Stored records
········
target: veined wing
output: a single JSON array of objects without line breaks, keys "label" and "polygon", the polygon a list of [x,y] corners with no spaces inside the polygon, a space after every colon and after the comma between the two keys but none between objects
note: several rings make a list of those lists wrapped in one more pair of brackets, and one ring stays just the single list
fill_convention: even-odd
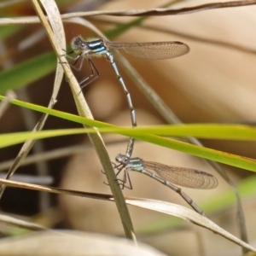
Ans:
[{"label": "veined wing", "polygon": [[183,187],[211,189],[216,188],[218,183],[213,175],[205,172],[155,162],[143,162],[146,170],[154,171],[165,180]]},{"label": "veined wing", "polygon": [[147,42],[147,43],[123,43],[106,42],[109,49],[121,49],[127,55],[153,60],[171,59],[181,56],[189,51],[189,47],[181,42]]}]

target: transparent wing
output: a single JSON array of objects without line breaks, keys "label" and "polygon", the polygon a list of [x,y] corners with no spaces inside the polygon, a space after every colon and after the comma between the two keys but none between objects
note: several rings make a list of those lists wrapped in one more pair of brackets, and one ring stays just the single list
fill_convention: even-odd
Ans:
[{"label": "transparent wing", "polygon": [[213,175],[201,171],[148,161],[143,161],[143,166],[146,170],[154,171],[165,180],[183,187],[211,189],[218,183]]},{"label": "transparent wing", "polygon": [[171,59],[181,56],[189,51],[189,47],[181,42],[123,43],[106,42],[109,49],[121,49],[127,55],[153,60]]}]

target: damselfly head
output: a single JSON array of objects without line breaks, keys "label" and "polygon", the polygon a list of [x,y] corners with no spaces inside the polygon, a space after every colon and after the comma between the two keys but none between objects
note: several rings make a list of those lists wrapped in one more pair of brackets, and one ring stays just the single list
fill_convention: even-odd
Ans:
[{"label": "damselfly head", "polygon": [[118,163],[120,163],[120,164],[123,164],[125,166],[129,163],[129,158],[126,155],[121,154],[117,154],[117,156],[115,157],[115,160]]},{"label": "damselfly head", "polygon": [[83,38],[75,37],[71,41],[71,48],[75,53],[80,53],[81,51],[89,50],[87,44]]}]

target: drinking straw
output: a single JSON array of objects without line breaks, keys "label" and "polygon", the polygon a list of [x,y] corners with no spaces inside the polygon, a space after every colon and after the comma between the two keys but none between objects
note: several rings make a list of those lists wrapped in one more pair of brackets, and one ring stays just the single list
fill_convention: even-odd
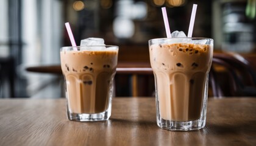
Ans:
[{"label": "drinking straw", "polygon": [[71,44],[74,47],[74,50],[77,50],[77,48],[76,48],[76,41],[74,38],[73,33],[72,33],[71,28],[70,27],[70,25],[69,23],[65,23],[65,25],[66,26],[66,30],[68,31],[68,36],[69,36],[70,41],[71,42]]},{"label": "drinking straw", "polygon": [[165,31],[166,32],[167,38],[171,38],[168,18],[167,17],[166,9],[165,7],[162,8],[162,13],[163,13],[163,21],[165,23]]},{"label": "drinking straw", "polygon": [[193,29],[194,28],[194,18],[196,18],[197,4],[193,5],[191,16],[190,18],[190,27],[188,27],[188,37],[192,37]]}]

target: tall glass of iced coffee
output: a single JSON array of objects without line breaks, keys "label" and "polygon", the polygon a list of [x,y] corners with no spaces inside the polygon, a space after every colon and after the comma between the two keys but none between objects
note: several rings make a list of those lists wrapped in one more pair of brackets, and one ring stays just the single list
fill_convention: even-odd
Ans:
[{"label": "tall glass of iced coffee", "polygon": [[107,45],[61,49],[61,66],[69,120],[108,119],[118,52],[118,46]]},{"label": "tall glass of iced coffee", "polygon": [[149,45],[155,77],[157,125],[174,131],[203,128],[213,40],[157,38],[149,40]]}]

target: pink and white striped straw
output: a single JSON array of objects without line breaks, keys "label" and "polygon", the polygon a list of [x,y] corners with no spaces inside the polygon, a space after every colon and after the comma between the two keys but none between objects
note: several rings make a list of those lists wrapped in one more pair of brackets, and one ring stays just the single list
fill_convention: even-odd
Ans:
[{"label": "pink and white striped straw", "polygon": [[188,27],[188,37],[192,37],[193,29],[194,28],[194,19],[196,18],[196,9],[197,8],[197,4],[193,5],[191,16],[190,18],[190,27]]},{"label": "pink and white striped straw", "polygon": [[70,41],[71,42],[71,44],[74,47],[74,49],[77,50],[77,48],[76,48],[76,41],[74,38],[73,33],[72,33],[71,28],[70,27],[70,25],[69,23],[65,23],[65,25],[66,26],[66,30],[68,31],[68,36],[69,36]]},{"label": "pink and white striped straw", "polygon": [[165,31],[166,32],[167,38],[171,38],[168,18],[167,16],[166,9],[165,7],[162,8],[162,13],[163,13],[163,22],[165,23]]}]

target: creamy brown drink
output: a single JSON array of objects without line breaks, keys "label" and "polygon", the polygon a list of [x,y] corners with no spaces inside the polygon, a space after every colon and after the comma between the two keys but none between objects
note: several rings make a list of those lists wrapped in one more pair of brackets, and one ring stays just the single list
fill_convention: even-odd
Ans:
[{"label": "creamy brown drink", "polygon": [[62,49],[61,66],[66,82],[70,113],[90,114],[108,109],[112,96],[112,81],[116,72],[118,51],[118,49],[103,50]]},{"label": "creamy brown drink", "polygon": [[[168,43],[149,46],[158,125],[165,124],[162,120],[179,122],[201,118],[213,56],[212,44],[179,43],[177,40]],[[171,128],[172,124],[165,126]]]}]

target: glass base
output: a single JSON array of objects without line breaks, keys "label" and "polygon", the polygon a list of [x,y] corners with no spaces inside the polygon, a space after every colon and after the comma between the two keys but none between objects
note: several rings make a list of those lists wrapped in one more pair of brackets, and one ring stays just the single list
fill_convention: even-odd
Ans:
[{"label": "glass base", "polygon": [[71,113],[68,111],[68,119],[70,120],[79,121],[79,122],[94,122],[107,120],[109,119],[111,115],[111,111],[107,110],[106,111],[96,113],[96,114],[77,114]]},{"label": "glass base", "polygon": [[163,129],[171,131],[191,131],[199,130],[205,125],[205,120],[196,120],[187,122],[171,121],[163,119],[157,120],[157,125]]}]

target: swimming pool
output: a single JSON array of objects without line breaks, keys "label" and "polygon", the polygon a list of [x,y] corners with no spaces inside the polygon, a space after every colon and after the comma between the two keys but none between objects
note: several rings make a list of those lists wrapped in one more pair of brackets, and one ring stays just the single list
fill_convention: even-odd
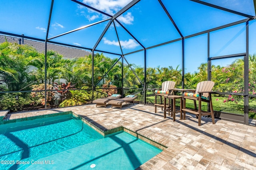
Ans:
[{"label": "swimming pool", "polygon": [[126,132],[104,137],[72,114],[0,125],[1,169],[132,170],[161,151]]}]

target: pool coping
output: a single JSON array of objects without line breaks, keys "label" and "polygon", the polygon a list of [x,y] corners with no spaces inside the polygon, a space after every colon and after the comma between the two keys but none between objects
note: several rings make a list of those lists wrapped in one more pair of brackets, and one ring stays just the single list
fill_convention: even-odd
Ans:
[{"label": "pool coping", "polygon": [[[7,113],[4,116],[5,116],[5,115],[7,114],[7,113]],[[10,119],[10,118],[8,117],[6,117],[5,119],[4,117],[3,117],[3,120],[2,121],[2,124],[5,124],[7,123],[11,123],[22,121],[32,120],[36,119],[50,117],[51,117],[58,116],[59,115],[65,115],[69,114],[72,114],[72,116],[78,118],[81,120],[82,121],[83,121],[84,123],[88,125],[91,128],[96,131],[98,133],[103,136],[104,137],[107,137],[110,136],[114,135],[115,134],[116,134],[117,133],[125,132],[138,139],[142,140],[142,141],[148,144],[150,144],[154,146],[154,147],[161,149],[161,150],[163,150],[164,149],[167,148],[167,147],[166,147],[166,146],[159,143],[155,141],[154,141],[152,139],[150,139],[145,136],[144,136],[143,135],[139,134],[131,130],[124,127],[122,126],[115,127],[110,129],[101,129],[100,128],[100,127],[101,127],[101,126],[98,126],[98,127],[97,126],[97,125],[98,125],[98,124],[94,125],[91,122],[90,122],[89,121],[86,120],[84,117],[83,117],[82,116],[80,116],[80,115],[78,115],[74,113],[73,111],[60,111],[59,112],[50,113],[46,114],[38,113],[38,115],[30,115],[30,116],[28,116],[26,117],[22,117],[12,119]],[[0,124],[1,124],[1,123],[0,123]]]},{"label": "pool coping", "polygon": [[[72,112],[73,113],[73,112]],[[144,136],[141,135],[140,135],[135,132],[134,132],[131,130],[130,130],[127,128],[124,127],[123,126],[120,126],[119,127],[114,128],[110,130],[104,131],[100,129],[100,128],[97,127],[96,125],[93,125],[92,123],[88,121],[84,117],[77,115],[76,113],[73,113],[73,115],[74,115],[76,117],[79,117],[82,119],[83,122],[91,127],[92,128],[97,131],[98,133],[101,134],[104,137],[108,137],[110,136],[114,135],[114,134],[118,133],[121,133],[122,132],[126,132],[130,135],[136,137],[144,142],[150,144],[155,147],[158,148],[161,150],[163,150],[167,148],[167,147],[164,146],[160,143],[158,143],[155,141],[154,141]]]}]

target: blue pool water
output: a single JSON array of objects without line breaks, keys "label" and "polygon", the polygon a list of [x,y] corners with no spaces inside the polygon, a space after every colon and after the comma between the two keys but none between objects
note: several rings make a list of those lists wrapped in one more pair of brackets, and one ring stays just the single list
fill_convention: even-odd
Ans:
[{"label": "blue pool water", "polygon": [[72,114],[0,125],[0,169],[133,170],[161,151],[125,132],[104,138]]}]

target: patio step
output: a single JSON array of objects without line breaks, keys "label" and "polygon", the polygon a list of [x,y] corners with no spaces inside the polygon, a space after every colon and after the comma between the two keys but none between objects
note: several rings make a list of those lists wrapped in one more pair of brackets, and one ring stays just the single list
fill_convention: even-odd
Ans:
[{"label": "patio step", "polygon": [[3,123],[4,118],[9,111],[10,110],[0,110],[0,125]]}]

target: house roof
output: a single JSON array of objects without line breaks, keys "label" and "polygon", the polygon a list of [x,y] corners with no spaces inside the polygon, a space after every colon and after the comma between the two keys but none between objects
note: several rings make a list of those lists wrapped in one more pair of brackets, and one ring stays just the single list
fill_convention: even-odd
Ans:
[{"label": "house roof", "polygon": [[[34,48],[39,53],[44,53],[45,52],[45,43],[44,42],[26,39],[23,39],[22,41],[22,39],[19,37],[0,35],[0,43],[5,41],[6,37],[6,40],[8,42],[28,45]],[[92,52],[83,49],[51,43],[47,43],[47,49],[48,50],[51,50],[57,52],[65,59],[72,59],[80,58],[92,54]]]}]

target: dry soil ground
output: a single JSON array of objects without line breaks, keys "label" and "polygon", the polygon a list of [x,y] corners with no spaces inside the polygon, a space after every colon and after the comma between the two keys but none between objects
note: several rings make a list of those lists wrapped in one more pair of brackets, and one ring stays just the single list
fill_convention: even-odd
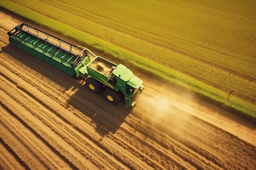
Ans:
[{"label": "dry soil ground", "polygon": [[0,11],[0,169],[256,169],[255,125],[144,75],[112,105],[9,44],[21,22]]}]

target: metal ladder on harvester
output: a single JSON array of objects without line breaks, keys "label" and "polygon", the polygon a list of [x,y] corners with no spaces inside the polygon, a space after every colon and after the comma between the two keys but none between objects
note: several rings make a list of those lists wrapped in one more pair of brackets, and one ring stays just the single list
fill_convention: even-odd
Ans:
[{"label": "metal ladder on harvester", "polygon": [[130,107],[131,104],[131,94],[125,93],[125,106],[126,107]]}]

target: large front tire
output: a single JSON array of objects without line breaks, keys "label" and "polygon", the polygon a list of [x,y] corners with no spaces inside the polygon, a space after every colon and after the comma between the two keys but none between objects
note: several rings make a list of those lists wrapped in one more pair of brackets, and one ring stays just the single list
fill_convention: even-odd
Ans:
[{"label": "large front tire", "polygon": [[104,98],[108,102],[113,104],[117,104],[120,101],[121,97],[116,91],[107,88],[104,92]]},{"label": "large front tire", "polygon": [[89,91],[95,93],[100,91],[102,87],[99,82],[92,77],[87,78],[85,86]]}]

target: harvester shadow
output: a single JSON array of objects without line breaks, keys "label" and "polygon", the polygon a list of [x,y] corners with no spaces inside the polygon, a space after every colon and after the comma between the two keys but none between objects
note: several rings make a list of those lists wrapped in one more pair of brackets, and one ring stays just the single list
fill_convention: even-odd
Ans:
[{"label": "harvester shadow", "polygon": [[87,122],[102,138],[110,132],[115,133],[132,111],[125,107],[124,100],[115,105],[106,101],[103,97],[104,88],[95,94],[81,85],[67,101],[67,104],[90,118]]},{"label": "harvester shadow", "polygon": [[[72,108],[82,113],[85,119],[90,120],[87,123],[94,127],[102,137],[110,132],[115,133],[132,111],[132,109],[125,107],[124,101],[121,99],[117,105],[106,101],[103,97],[103,89],[99,93],[94,94],[85,88],[83,84],[84,80],[81,78],[75,79],[70,76],[11,44],[2,47],[0,53],[3,53],[22,63],[34,73],[36,73],[34,74],[29,73],[29,76],[33,77],[38,75],[42,75],[63,88],[63,91],[60,91],[59,96],[65,93],[73,93],[67,99],[66,108]],[[18,71],[19,68],[14,65],[11,69]]]}]

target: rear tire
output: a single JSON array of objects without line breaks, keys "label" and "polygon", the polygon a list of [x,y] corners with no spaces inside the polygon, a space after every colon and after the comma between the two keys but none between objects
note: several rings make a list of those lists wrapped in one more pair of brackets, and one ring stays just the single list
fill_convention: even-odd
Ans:
[{"label": "rear tire", "polygon": [[121,98],[118,92],[110,88],[106,89],[103,95],[106,100],[113,104],[117,104],[119,103]]},{"label": "rear tire", "polygon": [[102,87],[98,80],[92,77],[87,78],[85,82],[85,86],[89,91],[95,93],[100,91]]}]

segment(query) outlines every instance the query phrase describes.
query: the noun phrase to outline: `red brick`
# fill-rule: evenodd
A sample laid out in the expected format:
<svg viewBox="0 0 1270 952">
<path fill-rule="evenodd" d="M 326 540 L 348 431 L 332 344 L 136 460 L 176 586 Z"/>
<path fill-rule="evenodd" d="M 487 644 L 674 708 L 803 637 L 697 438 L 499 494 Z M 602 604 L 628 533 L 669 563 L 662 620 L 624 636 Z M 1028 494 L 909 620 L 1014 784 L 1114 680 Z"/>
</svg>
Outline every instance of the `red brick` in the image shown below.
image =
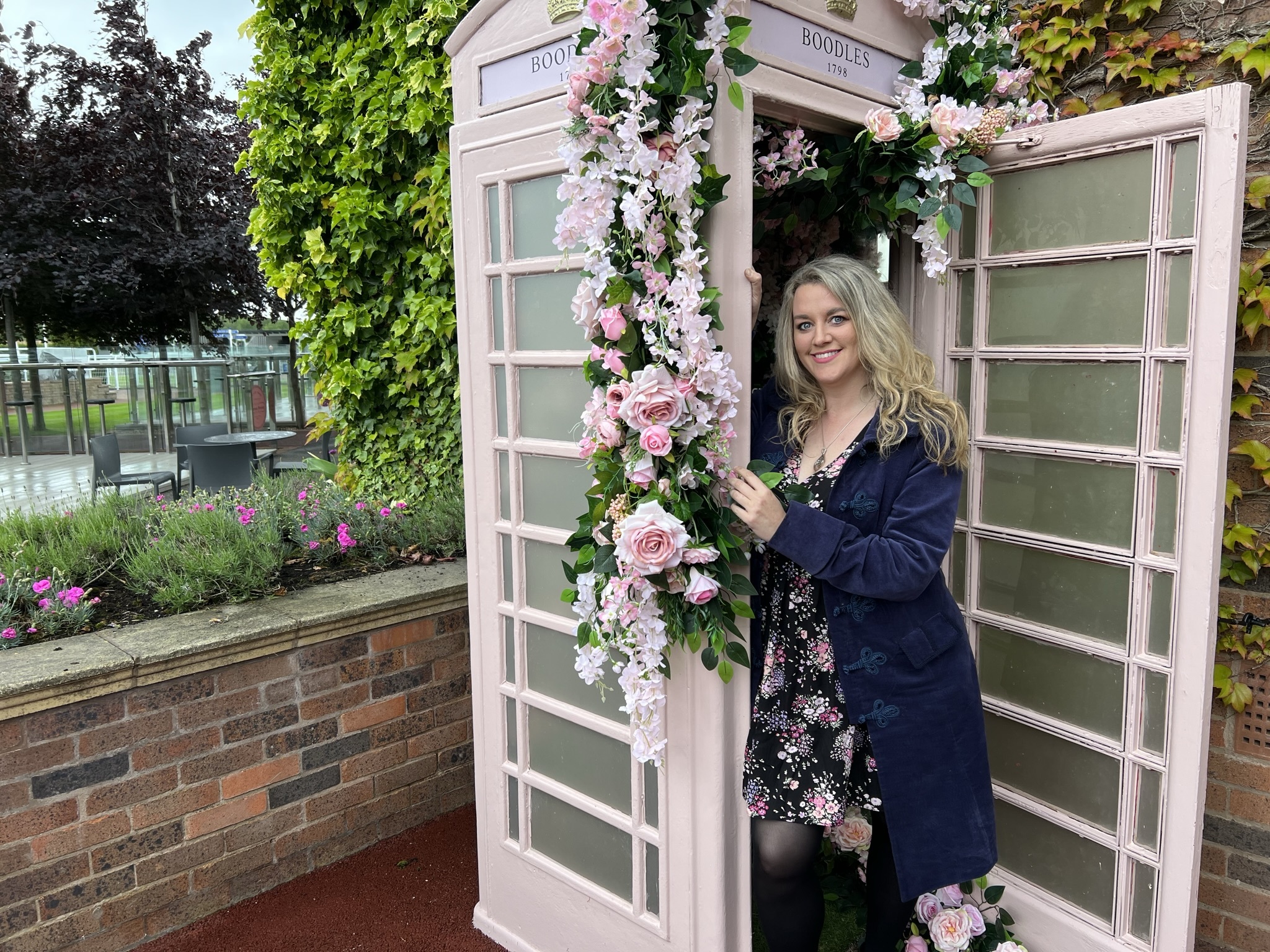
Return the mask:
<svg viewBox="0 0 1270 952">
<path fill-rule="evenodd" d="M 98 727 L 80 734 L 80 757 L 94 757 L 110 750 L 135 746 L 141 740 L 171 734 L 171 711 L 155 711 L 141 717 Z"/>
<path fill-rule="evenodd" d="M 335 787 L 325 793 L 319 793 L 305 803 L 305 819 L 311 823 L 328 814 L 364 803 L 372 796 L 375 796 L 375 783 L 370 777 L 347 787 Z"/>
<path fill-rule="evenodd" d="M 58 826 L 65 826 L 69 823 L 75 823 L 77 817 L 79 802 L 74 797 L 23 810 L 20 814 L 10 814 L 0 817 L 0 843 L 29 839 L 41 833 L 56 830 Z"/>
<path fill-rule="evenodd" d="M 128 823 L 128 814 L 123 810 L 113 814 L 104 814 L 93 820 L 84 820 L 70 829 L 56 830 L 36 836 L 30 842 L 30 850 L 37 863 L 56 859 L 60 856 L 74 853 L 80 849 L 95 847 L 116 836 L 126 836 L 132 830 Z"/>
<path fill-rule="evenodd" d="M 366 701 L 371 696 L 370 692 L 370 687 L 364 683 L 349 684 L 347 688 L 333 691 L 329 694 L 319 694 L 307 701 L 301 701 L 300 717 L 305 721 L 312 721 L 318 717 L 326 717 L 339 711 L 347 711 Z M 348 727 L 344 730 L 348 730 Z"/>
<path fill-rule="evenodd" d="M 300 755 L 291 754 L 279 757 L 277 760 L 265 760 L 257 767 L 231 773 L 221 781 L 221 792 L 226 800 L 246 793 L 249 790 L 268 787 L 271 783 L 284 781 L 300 773 Z"/>
<path fill-rule="evenodd" d="M 151 770 L 140 777 L 133 777 L 109 787 L 98 787 L 88 795 L 85 811 L 89 816 L 104 814 L 107 810 L 118 810 L 121 806 L 132 806 L 144 800 L 157 797 L 169 790 L 177 790 L 177 768 L 165 767 L 161 770 Z"/>
<path fill-rule="evenodd" d="M 204 834 L 224 830 L 226 826 L 232 826 L 236 823 L 243 823 L 243 820 L 259 816 L 268 809 L 269 797 L 263 790 L 248 793 L 245 797 L 230 800 L 220 806 L 213 806 L 211 810 L 203 810 L 199 814 L 187 816 L 185 836 L 197 839 Z"/>
<path fill-rule="evenodd" d="M 182 734 L 179 737 L 160 740 L 157 744 L 146 744 L 132 751 L 132 769 L 149 770 L 151 767 L 170 764 L 174 760 L 185 760 L 215 750 L 220 744 L 221 731 L 218 727 L 204 727 L 199 731 Z"/>
<path fill-rule="evenodd" d="M 391 628 L 382 628 L 371 635 L 371 654 L 390 651 L 394 647 L 410 645 L 415 641 L 427 641 L 436 633 L 436 623 L 432 618 L 419 618 L 405 625 L 394 625 Z"/>
<path fill-rule="evenodd" d="M 132 828 L 144 830 L 157 823 L 165 823 L 184 814 L 192 814 L 211 806 L 221 798 L 220 783 L 208 781 L 194 787 L 182 787 L 174 793 L 147 800 L 132 807 Z"/>
</svg>

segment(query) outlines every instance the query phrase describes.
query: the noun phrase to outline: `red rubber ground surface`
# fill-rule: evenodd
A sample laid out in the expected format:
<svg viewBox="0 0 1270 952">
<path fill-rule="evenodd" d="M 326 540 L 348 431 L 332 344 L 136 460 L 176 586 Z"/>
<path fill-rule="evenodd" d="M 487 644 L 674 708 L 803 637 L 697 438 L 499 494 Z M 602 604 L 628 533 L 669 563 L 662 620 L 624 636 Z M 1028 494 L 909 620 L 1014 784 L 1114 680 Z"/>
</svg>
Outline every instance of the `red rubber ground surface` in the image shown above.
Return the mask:
<svg viewBox="0 0 1270 952">
<path fill-rule="evenodd" d="M 398 862 L 415 859 L 401 868 Z M 141 946 L 145 952 L 499 952 L 472 928 L 464 807 Z"/>
</svg>

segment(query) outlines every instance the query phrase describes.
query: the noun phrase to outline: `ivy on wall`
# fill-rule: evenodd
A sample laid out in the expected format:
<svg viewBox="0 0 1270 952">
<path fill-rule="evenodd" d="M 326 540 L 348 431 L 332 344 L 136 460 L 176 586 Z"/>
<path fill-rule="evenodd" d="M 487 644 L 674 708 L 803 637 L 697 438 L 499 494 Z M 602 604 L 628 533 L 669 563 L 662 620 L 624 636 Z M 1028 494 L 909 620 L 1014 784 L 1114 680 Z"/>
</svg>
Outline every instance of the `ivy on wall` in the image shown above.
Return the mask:
<svg viewBox="0 0 1270 952">
<path fill-rule="evenodd" d="M 450 227 L 450 60 L 467 0 L 259 0 L 240 164 L 269 283 L 295 294 L 340 477 L 453 487 L 461 459 Z"/>
</svg>

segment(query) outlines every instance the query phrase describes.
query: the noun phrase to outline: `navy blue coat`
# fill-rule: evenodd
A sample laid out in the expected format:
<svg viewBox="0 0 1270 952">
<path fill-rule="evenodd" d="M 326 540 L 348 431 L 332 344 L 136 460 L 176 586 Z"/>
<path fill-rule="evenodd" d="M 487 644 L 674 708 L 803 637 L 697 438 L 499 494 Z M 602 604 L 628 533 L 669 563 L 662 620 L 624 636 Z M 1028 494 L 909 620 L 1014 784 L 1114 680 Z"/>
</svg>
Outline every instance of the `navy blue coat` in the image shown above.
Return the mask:
<svg viewBox="0 0 1270 952">
<path fill-rule="evenodd" d="M 753 396 L 752 456 L 780 468 L 784 401 L 771 381 Z M 869 727 L 900 892 L 912 899 L 987 873 L 997 831 L 979 679 L 940 571 L 961 473 L 931 462 L 916 426 L 884 459 L 876 430 L 875 416 L 824 512 L 790 503 L 768 545 L 820 581 L 847 716 Z M 757 689 L 762 618 L 752 630 Z"/>
</svg>

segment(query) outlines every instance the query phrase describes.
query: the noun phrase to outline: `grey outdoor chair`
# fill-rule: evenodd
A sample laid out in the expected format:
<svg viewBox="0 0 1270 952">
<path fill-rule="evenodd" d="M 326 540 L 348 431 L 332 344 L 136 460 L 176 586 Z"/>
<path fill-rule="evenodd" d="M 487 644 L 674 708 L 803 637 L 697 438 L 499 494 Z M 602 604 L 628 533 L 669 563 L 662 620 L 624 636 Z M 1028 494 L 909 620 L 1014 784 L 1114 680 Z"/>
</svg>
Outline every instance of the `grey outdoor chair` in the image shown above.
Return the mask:
<svg viewBox="0 0 1270 952">
<path fill-rule="evenodd" d="M 190 443 L 189 490 L 216 493 L 226 486 L 246 489 L 251 485 L 250 443 Z"/>
<path fill-rule="evenodd" d="M 93 499 L 97 499 L 98 486 L 154 486 L 155 495 L 163 491 L 164 484 L 171 486 L 171 495 L 180 495 L 180 480 L 177 473 L 165 470 L 152 470 L 149 472 L 121 472 L 119 438 L 113 433 L 104 437 L 93 437 L 88 442 L 89 452 L 93 453 Z"/>
</svg>

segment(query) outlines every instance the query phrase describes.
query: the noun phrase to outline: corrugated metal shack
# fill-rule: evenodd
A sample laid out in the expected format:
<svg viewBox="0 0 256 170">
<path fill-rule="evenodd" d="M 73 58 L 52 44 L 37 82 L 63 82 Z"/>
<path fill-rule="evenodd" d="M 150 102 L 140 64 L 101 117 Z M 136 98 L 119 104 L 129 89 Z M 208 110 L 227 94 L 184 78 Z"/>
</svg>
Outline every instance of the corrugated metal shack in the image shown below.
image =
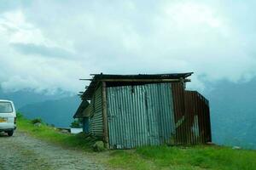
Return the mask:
········
Written exercise
Could you show every line of the data above that contains the string "tire"? Only matches with the same case count.

Complete answer
target: large front tire
[{"label": "large front tire", "polygon": [[104,98],[108,102],[113,104],[117,104],[120,101],[121,97],[116,91],[107,88],[104,92]]},{"label": "large front tire", "polygon": [[89,91],[95,93],[100,91],[102,87],[99,82],[92,77],[87,78],[85,86]]}]
target: rear tire
[{"label": "rear tire", "polygon": [[121,98],[118,92],[110,88],[106,89],[103,95],[106,100],[113,104],[117,104],[119,103]]},{"label": "rear tire", "polygon": [[102,87],[98,80],[92,77],[87,78],[85,82],[85,86],[89,91],[95,93],[100,91]]}]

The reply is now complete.